CHALLENGE A
Show every line of the records that contains the word "woman". Case counts.
────
I don’t really know how old I was when I started writing stories. I wrote them for school, I’m certain, but the first time I wrote without any academic goal I was 12, I remember that much. I just loved reading and stories and the books I laid hands on didn’t last that much and I had so many stories in my head I just started playing with them until it was impossible not to write them down. I kept writing different stuff.

When I was 22, a friend of mine incited me to enter one of the largest and most prestigious Young Writers’ contests in Portugal. I did and won an Honorable Mention. I tried again two years later and won it. I went to Torino and them Rome and Sarajevo, representing my country as a Young Writer. One of the best times of my life.

Then, one day, I decided to write a Scifi novel I had been chewing on for some time: The Saga of Alex 9. I showed it to a publisher who’d just included a short story of mine in an anthology, and he loved it. I was a published novelist one year later, and soon was featured in a series alongside names like George R.R. Martin or Bernard Cornwell, hailed as an author to recon with in Portuguese Scifi. How about that?

I wrote more novels and worked in movies, TV and plays. I’ve done a lot of things in my career, but overall, I’ve been writing professionally for 20 years.

Share a little bit about your horror novel, INSIGHT.

It’s a small stand-alone psychological thriller with supernatural tones. It’s the story of Matt, a psychologist in a small US town whose wife recently died and whose 9-year-old son, Sam, stopped talking. And then strange things begin to happen – the ghost of his wife starts to appear, Sam seems to develop supernatural powers and there’s a strange man in a dark suit following him. When his son is kidnapped, Matt dives into a spiral of unexplained events and he’ll have to do the unimaginable to save his family.

What drew you to write in the horror genre?

Well, pragmatism, I guess. I love speculative fiction – Scifi, Fantasy, Horror. Of these, horror was the one that attracted me the least. But when I was writing movie scripts, it turned out horror were the cheapest movies to make in these genres, so I wrote a few horror scripts and was struck by the fact that it is a genre that draws you closer to reality and real people than the other two. It’s not about technology or magic, it’s about our inner demons and psyche. And that is something that really interest me.  

How did you get started writing fiction?

I love stories since I can remember. And I was a storyteller from the start. But I grew up watching my father reading books. Every day before or after lunch or dinner he would sit in his chair and read a novel. A crime novel, as it happens. Or a spy novel. He hated SciFi («Those are things that don’t happen and will never happen.» – i.e. «old ladies solve murders all the time.»), and Fantasy was obviously (obviously!) for kids.

Still, some of the first novels he gave me to read were from Edgar Rice Burroughs or Jules Verne. And that was besides all the comic books I read – the pride of my collection was a 50cm-long special edition of ‘Flash Gordon’. At 16 I read Frank Herbert’s ‘Dune’ for the first time, and loved it. Its intimate style still stays with me after all this time. As well as authors as Boris Vian, or Virginia Woolf.
────
CHALLENGE B
Write out the passage of the author interview word for word, starting with "Share a little" and going on through "the horror genre?".

ROWS
────
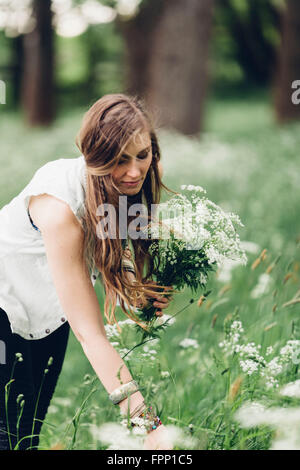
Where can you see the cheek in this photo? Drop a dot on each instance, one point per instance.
(116, 174)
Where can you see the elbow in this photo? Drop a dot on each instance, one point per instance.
(89, 339)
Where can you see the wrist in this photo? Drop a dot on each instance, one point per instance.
(133, 402)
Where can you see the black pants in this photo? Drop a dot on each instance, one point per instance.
(17, 416)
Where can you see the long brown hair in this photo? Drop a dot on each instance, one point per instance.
(106, 129)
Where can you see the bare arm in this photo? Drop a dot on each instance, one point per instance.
(63, 238)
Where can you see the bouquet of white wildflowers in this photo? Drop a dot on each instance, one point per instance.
(191, 236)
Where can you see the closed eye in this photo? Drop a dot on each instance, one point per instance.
(142, 156)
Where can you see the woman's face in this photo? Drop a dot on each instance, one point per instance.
(131, 171)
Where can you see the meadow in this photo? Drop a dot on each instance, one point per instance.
(195, 374)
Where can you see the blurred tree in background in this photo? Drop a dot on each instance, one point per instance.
(289, 63)
(59, 54)
(38, 73)
(171, 59)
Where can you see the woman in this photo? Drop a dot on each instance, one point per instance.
(52, 247)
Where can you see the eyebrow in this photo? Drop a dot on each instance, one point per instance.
(144, 150)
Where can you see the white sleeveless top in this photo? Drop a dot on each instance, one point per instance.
(27, 291)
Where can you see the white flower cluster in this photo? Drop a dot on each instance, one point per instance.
(250, 358)
(198, 224)
(232, 339)
(191, 187)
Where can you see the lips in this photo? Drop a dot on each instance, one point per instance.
(131, 183)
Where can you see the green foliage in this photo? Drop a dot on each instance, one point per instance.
(250, 166)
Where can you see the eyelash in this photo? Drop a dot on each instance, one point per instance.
(139, 157)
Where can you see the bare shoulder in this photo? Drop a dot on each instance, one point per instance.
(48, 211)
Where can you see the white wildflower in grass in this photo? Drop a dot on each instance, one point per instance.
(117, 437)
(250, 247)
(291, 389)
(189, 343)
(286, 422)
(190, 237)
(165, 373)
(179, 438)
(111, 330)
(250, 358)
(248, 366)
(224, 273)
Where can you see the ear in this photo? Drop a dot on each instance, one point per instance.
(160, 169)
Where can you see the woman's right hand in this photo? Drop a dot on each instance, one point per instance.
(158, 439)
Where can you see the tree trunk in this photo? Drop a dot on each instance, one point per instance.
(38, 87)
(168, 45)
(289, 65)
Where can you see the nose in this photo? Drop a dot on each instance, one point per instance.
(133, 172)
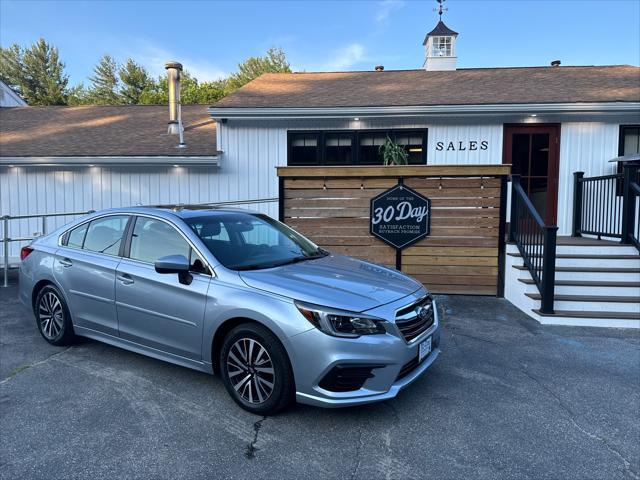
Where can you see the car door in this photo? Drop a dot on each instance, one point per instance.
────
WRITTEN REPLY A
Where can you see the woman's face in this photo? Drop a dot on each instance, one point per instance.
Where can you see the woman in this photo? Drop a dot on each instance, one point per instance.
Where can you see the woman's right hand in this photo? Drop a dot on each instance, one point per instance.

WRITTEN REPLY B
Share a little bit about your horror novel, INSIGHT.

It’s a small stand-alone psychological thriller with supernatural tones. It’s the story of Matt, a psychologist in a small US town whose wife recently died and whose 9-year-old son, Sam, stopped talking. And then strange things begin to happen – the ghost of his wife starts to appear, Sam seems to develop supernatural powers and there’s a strange man in a dark suit following him. When his son is kidnapped, Matt dives into a spiral of unexplained events and he’ll have to do the unimaginable to save his family.

What drew you to write in the horror genre?